Below is some data; print it all back exactly.

******************************

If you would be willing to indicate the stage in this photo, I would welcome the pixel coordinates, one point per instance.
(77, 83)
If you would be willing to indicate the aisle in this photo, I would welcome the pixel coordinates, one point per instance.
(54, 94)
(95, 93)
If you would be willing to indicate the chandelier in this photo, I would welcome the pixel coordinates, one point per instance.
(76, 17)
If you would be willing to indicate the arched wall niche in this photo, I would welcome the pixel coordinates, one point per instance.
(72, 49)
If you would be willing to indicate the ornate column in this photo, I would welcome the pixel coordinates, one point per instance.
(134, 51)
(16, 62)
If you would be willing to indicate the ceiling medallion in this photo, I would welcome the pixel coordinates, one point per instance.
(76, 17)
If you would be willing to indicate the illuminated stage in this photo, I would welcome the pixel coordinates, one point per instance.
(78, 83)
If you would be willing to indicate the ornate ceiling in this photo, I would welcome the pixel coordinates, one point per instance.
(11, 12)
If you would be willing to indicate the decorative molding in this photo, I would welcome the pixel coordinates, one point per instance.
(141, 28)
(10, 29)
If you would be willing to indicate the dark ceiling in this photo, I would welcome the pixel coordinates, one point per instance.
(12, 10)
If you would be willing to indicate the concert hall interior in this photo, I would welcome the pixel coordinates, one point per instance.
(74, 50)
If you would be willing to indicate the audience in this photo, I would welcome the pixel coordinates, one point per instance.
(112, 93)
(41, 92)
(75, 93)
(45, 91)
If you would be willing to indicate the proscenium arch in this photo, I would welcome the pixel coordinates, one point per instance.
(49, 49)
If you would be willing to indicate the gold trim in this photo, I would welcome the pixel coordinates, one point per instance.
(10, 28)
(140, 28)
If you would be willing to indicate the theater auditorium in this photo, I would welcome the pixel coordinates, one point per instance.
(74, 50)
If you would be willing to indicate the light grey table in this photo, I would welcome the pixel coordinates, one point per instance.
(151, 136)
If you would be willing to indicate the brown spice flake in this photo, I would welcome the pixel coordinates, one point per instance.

******************************

- [Response]
If you would be willing to indicate the stage in this photo, I would welcome the pixel coordinates, one point per instance.
(77, 83)
If you would be willing to indicate the aisle in this photo, I would welcome the pixel coordinates, one point per instance.
(54, 94)
(95, 93)
If you would be willing to indicate the chandelier in this photo, I would welcome the pixel coordinates, one point per instance.
(76, 17)
If you would be willing to indicate the arched wall niche in this photo, I would welcome the pixel coordinates, one point per instance.
(72, 49)
If you would be willing to indicate the ornate column in this photo, I would welcome the pixel coordinates, one point per instance.
(134, 51)
(16, 62)
If you would be willing to indicate the ceiling medallion in this photo, I would welcome the pixel coordinates, one point per instance.
(76, 17)
If you would be willing to indicate the illuminated stage in this photo, I would welcome the pixel coordinates, one point per instance.
(78, 83)
If you would be willing to indicate the ornate ceiling in this photo, I would welcome the pixel coordinates, one point per instance.
(11, 12)
If you would be willing to indicate the decorative molding in this photo, I would welcome the pixel coordinates, one point per instance.
(141, 28)
(10, 29)
If you would be willing to indicate the dark ceiling in this photo, I would welcome the pixel coordinates, one point per instance.
(12, 10)
If you would be willing to indicate the concert hall interior in this photo, I would welcome the pixel coordinates, one point per instance.
(74, 50)
If you would be willing to indicate the audience in this photo, I would welcome the pixel coordinates, one point per instance.
(112, 93)
(41, 92)
(75, 93)
(45, 91)
If you would be willing to indicate the proscenium arch in this photo, I would welcome the pixel coordinates, one point per instance.
(49, 49)
If you would be willing to indicate the gold trim in this photo, I would welcome the pixel coordinates, one point per instance.
(10, 28)
(140, 28)
If you would be willing to indicate the theater auditorium in this photo, I would welcome the pixel coordinates, one point per instance.
(74, 50)
If you would be willing to indicate the light grey table in this photo, I would welcome the pixel coordinates, one point per instance.
(151, 136)
If you would be willing to indicate the brown spice flake in this photo, I would welcome the pixel coordinates, one point per instance.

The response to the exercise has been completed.